#### Text passage
344b0e78-fc78-45f0-a0db-3069a4f4db45 commented 3 years ago

urlparse mishandles certain uses of extra slash or backslash(such as https:/// , https:/, https:) and interprets the URI as a relative path.

A userland logic implementation that bases its decision on the urlparse() function may introduce a security vulnerability due to the unexpected returned values of the function. These vulnerabilities may manifest as an SSRF, Open Redirect, and other types of vulnerabilities related to incorrectly trusting a URL.

from urllib.parse import urlparse
url1=urlparse('https://www.attacker.com/a/b')
url2=urlparse('https:///www.attacker.com/a/b')
url3=urlparse('https:/www.attacker.com/a/b')
url4=urlparse('https:\www.attacker.com/a/b')
print("Normal behaviour: HOSTNAME should be in netloc\n")
print(url1)
print("\nMishandling hostname and returning it as path\n")
print(url2)
print(url3)
print(url4)

OUTPUT:

Normal behaviour: HOSTNAME should be in netloc

ParseResult(scheme='https', netloc='www.attacker.com', path='/a/b', params='', query='', fragment='')

Mishandling hostname and returning it as path

ParseResult(scheme='https', netloc='', path='/www.attacker.com/a/b', params='', query='', fragment='')
ParseResult(scheme='https', netloc='', path='/www.attacker.com/a/b', params='', query='', fragment='')
ParseResult(scheme='https', netloc='', path='\\www.attacker.com/a/b', params='', query='', fragment='')

11f658f1-2e5a-4a63-890b-e5942ace6e73 commented 3 years ago

I don't know if urlparse is actually "mishandling" these URLs.

Looking over RFC 1808 (https://datatracker.ietf.org/doc/html/rfc1808.html) the BNF (https://datatracker.ietf.org/doc/html/rfc1808.html#section-2.2) seems to support what urlparse is reporting, at least for the first two examples.

I'll try to break down each scenario. Maybe you can help me understand what you expect it to report?

https : // /www.attacker.com ^ ^ ^ scheme Net loc Not a valid
Delimeter netloc character, but is a valid abs_path beginning (according to the spec net_loc is allowed to be empty)

https : /www.attacker.com/a/b ^ ^ scheme valid abs_path

https : \ www.attacker.com/a/b ^ ^ scheme This isn't actually matched anywhere in the BNF, so if anything maybe a value error should have been raised?
########
#### Given records
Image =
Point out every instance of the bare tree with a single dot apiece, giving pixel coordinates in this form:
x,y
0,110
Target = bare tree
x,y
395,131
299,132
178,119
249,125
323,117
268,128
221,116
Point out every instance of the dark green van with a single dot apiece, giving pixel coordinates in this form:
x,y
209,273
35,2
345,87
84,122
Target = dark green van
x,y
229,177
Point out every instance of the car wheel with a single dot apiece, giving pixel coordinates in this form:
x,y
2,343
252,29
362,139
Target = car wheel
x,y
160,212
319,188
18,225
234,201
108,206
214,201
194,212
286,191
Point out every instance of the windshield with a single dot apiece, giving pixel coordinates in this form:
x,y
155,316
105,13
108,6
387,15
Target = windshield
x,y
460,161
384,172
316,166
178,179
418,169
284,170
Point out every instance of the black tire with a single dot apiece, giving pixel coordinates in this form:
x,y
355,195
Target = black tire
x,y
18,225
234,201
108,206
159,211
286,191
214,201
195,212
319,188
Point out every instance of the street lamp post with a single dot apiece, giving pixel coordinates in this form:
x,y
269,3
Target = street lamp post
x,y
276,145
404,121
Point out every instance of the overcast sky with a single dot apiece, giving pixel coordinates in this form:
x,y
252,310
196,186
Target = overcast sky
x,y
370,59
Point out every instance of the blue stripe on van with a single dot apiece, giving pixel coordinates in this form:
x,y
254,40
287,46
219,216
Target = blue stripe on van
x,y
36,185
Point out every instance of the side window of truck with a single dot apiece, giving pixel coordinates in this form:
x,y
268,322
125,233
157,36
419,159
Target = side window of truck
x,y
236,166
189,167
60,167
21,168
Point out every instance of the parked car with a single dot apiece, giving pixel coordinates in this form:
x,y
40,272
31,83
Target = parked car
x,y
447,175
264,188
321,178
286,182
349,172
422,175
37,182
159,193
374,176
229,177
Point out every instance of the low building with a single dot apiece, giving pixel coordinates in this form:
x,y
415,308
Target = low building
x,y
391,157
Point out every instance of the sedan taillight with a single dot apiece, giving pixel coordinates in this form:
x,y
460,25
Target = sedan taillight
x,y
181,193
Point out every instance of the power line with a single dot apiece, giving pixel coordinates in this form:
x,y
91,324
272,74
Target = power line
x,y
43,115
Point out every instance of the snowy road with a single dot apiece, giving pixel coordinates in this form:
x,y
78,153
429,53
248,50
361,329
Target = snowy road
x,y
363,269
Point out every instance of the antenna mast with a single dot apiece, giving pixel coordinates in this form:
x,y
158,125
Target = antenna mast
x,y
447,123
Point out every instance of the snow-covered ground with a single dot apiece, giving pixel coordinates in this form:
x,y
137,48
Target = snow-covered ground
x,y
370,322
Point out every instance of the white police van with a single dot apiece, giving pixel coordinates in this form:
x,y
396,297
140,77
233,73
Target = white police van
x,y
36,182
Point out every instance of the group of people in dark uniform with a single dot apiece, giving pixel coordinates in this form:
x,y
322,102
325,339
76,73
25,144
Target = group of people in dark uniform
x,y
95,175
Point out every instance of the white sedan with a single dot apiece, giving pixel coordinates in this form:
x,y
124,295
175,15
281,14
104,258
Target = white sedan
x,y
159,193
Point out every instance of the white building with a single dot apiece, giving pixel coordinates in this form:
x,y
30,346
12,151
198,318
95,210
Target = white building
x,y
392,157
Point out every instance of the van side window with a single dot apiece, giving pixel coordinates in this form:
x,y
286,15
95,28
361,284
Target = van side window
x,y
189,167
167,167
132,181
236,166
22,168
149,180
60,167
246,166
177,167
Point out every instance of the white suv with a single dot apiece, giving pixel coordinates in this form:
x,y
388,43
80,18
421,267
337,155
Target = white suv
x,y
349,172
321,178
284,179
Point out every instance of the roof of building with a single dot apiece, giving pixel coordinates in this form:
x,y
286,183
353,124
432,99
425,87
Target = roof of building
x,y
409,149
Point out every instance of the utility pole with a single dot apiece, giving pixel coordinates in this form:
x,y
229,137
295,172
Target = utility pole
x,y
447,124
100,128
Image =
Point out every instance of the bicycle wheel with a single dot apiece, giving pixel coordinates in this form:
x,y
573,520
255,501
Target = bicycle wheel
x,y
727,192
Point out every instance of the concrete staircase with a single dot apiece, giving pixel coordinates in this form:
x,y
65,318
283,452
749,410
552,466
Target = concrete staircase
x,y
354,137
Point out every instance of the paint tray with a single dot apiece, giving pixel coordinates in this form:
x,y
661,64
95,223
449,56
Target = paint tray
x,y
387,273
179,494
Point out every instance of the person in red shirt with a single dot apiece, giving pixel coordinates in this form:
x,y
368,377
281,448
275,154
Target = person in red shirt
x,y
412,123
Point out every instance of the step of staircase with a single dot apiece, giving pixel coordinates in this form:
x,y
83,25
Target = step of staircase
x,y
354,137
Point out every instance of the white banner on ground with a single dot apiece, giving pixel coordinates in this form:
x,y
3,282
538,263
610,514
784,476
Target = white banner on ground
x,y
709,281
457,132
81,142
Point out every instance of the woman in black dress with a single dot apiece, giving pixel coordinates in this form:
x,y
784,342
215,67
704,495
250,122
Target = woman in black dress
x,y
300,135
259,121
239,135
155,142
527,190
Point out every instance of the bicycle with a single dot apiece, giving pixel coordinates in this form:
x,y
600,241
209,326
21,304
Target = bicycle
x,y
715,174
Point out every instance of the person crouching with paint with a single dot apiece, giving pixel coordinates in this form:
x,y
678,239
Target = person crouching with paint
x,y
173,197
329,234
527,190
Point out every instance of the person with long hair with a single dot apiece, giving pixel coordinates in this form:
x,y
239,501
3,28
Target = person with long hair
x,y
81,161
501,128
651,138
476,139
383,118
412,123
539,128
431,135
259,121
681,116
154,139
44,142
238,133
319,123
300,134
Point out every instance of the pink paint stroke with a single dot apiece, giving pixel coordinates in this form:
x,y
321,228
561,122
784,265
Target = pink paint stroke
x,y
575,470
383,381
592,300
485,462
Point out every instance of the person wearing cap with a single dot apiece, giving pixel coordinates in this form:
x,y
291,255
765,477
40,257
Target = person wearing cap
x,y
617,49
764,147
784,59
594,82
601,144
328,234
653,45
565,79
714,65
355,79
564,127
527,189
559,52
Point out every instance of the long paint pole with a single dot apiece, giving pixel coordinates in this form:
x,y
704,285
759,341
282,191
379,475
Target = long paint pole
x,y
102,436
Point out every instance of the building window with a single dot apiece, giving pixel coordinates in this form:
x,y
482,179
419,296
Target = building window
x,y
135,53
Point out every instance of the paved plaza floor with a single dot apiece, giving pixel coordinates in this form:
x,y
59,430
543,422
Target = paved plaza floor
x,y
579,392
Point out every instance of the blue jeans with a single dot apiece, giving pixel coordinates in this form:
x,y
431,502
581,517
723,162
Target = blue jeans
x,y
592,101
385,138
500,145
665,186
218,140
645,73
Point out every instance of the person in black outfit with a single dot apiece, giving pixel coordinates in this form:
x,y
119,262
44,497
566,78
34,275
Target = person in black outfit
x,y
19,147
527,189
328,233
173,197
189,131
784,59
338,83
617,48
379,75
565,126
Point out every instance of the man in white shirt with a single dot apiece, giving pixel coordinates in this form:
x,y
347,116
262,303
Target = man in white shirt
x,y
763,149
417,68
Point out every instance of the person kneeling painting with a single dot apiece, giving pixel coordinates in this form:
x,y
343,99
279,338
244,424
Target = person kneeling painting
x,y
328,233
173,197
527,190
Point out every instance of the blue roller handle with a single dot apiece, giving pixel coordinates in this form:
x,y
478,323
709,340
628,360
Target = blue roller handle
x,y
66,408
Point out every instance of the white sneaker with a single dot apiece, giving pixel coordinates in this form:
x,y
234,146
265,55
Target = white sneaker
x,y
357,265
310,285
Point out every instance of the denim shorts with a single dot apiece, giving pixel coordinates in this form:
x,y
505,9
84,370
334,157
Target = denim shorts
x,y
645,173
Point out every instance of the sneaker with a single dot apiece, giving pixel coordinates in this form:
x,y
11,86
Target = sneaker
########
Set tasks:
a – For each statement about the urlparse thread, answer yes or no on whether it agrees with the thread, and quote the deciding words. (i) For the URL with three slashes after "https:", urlparse returns an empty netloc. (ii) The second commenter consults RFC 3986. (iii) The second commenter says the backslash form is matched in the BNF.
b – Please print everything in the rows from the line containing "Point out every instance of the denim" down to the last line of the rows, including both ends.
The forum thread and the rows come from separate sources.

Solution set:
a –
(i) Yes: "netloc='', path='/www.attacker.com/a/b'"
(ii) No: "Looking over RFC 1808"
(iii) No: "This isn't actually matched anywhere in the BNF"

b –
Point out every instance of the denim shorts with a single dot apiece, giving pixel coordinates in this form:
x,y
505,9
84,370
334,157
Target = denim shorts
x,y
645,173
Point out every instance of the sneaker with a single dot apiece, giving pixel coordinates in this form:
x,y
11,86
Target = sneaker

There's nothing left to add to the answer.